▶ _Text_:
- Born: Joshua Felix Pacio January 10, 1996 (age 30) La Trinidad, Benguet, Philippines
- Other names: The Passion
- Height: 165 cm (5 ft 5 in)
- Weight: 56.7 kg (125 lb; 9 st)
- Division: Strawweight
- Reach: 67 in (170 cm)
- Stance: Orthodox
- Fighting out of: Philippines
- Team: Team Lakay Wushu (2007–2023) Lions Nation MMA (2023–present)
- Rank: Purple belt in Brazilian jiu jitsu under Gibran Langbayan
- Years active: 2013–present

Mixed martial arts record
- Total: 29
- Wins: 24
- By knockout: 9
- By submission: 9
- By decision: 5
- By disqualification: 1
- Losses: 5
- By knockout: 1
- By submission: 2
- By decision: 2

Other information
- Mixed martial arts record from Sherdog

= Joshua Pacio =

Filipino mixed martial arts fighter (born 1996)

Joshua Felix Pacio (born January 10, 1996) is a Filipino mixed martial artist who competes in the Strawweight division of ONE Championship. He is the three-time and current ONE Strawweight World Champion.

==Early life and education==
Joshua Pacio is of Igorot descent, growing up in La Trinidad, Benguet. He had to learn to be independent at an early age after his father worked overseas to provide for his family. Pacio got exposed to martial arts at the early age of 11, where he started working on his kickboxing, before transitioning to Wushu at age 13. Pacio took up Hotel and Restaurant Management at the University of the Cordilleras in Baguio

==Mixed martial arts career==

===Early mixed martial arts career===

Pacio made his debut at Team Lakay Championship 8, where he came away with a first round TKO over Denver Songaben. This would be a start off red-hot six-match winning streak which eventually led to him being signed by ONE Championship.

He made his ONE Championship debut on April 15, 2016 - beating compatriot Rabin Catalan by second-round technical knockout at ONE Championship: Global Rivals at the Mall of Asia Arena in the Philippines.

After beating Kritsada Kongsrichai, Pacio earned his first shot at the ONE Strawweight World Championship against Yoshitaka Naito at ONE Championship: State of Warriors on October 17, 2016 in Yangon.

Pacio came close to being a World Champion at age 20, as he punished Naito with his patented Wushu strikes on the feet, but a mishap in the third round cost him the entire match as he got submitted by the Japanese via rear naked choke.

===First world title reign===

After his loss to Naito, Pacio would wreak havoc in the division - winning five of his next six bouts to book another date with Naito this time at ONE: Conquest of Heroes on September 23, 2018 in Jakarta Indonesia.

Pacio rematched Yoshitaka Naito at ONE Championship: Conquest of Heroes on September 22, 2018. Pacio looked more confident in the rematch as he stuffed Naito's takedowns for much of the first two rounds while punishing him on the striking department with lightning quick kicks and combinations from different angles. The Japanese did finish strong as he scored takedowns on his younger opponent, but Pacio stayed busy even on his back - earning all of the judges' nod to get a unanimous decision victory.

▶ _Entries supplied_:

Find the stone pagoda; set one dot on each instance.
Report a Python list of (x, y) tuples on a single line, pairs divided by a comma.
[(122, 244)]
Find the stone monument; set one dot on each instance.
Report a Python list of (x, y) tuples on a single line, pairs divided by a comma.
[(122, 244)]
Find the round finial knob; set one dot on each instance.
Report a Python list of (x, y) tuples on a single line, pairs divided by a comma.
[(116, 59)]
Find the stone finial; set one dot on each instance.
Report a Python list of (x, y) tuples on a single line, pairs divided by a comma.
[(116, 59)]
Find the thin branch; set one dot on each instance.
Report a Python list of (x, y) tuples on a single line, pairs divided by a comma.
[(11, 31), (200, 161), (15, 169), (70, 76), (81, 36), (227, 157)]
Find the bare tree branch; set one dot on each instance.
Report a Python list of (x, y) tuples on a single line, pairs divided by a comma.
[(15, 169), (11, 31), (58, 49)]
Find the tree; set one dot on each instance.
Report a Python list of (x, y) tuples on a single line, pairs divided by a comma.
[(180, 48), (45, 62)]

▶ _Written problem 1_: Repeat word for word the part of the Joshua Pacio article starting at "Filipino mixed martial arts" and ending at "Strawweight World Champion.".
▶ _Written problem 2_: Continue the article on Joshua Pacio from its final sentence onward.
You won't need the data for this.

▶ _Response 1_:
Filipino mixed martial arts fighter (born 1996)

Joshua Felix Pacio (born January 10, 1996) is a Filipino mixed martial artist who competes in the Strawweight division of ONE Championship. He is the three-time and current ONE Strawweight World Champion.

▶ _Response 2_:
===Losing the belt, second reign===

Pacio's reign, however, would not last long as he dropped his belt four months later to Yosuke Saruta at ONE Championship: Eternal Glory on January 19, 2019, in a controversial split-decision.

The Japanese pushed the action while Pacio opted to pick his spots and counter in one of his more tactical bouts yet. In the end, two of the judges favored Saruta's aggression - crowning him the new ONE Strawweight World Champion.

With a close finish, Pacio was given an outright rematch at ONE Championship: Roots of Honor in Manila on April 12, 2019 Pacio did not disappoint as he scored a sensational fourth round knockout win with a well-timed knee to regain his lost title.

Later that night, ONE Chairman and CEO Chatri Sityodtong announced that there would be no need for an immediate trilogy after Pacio's definitive win.

Pacio defended his belt for the first time in his second reign as he takes on compatriot Rene Catalan at ONE Championship: Masters of Fate in Manila on November 8, 2019. He defeated Catalan via arm-triangle choke in the second round.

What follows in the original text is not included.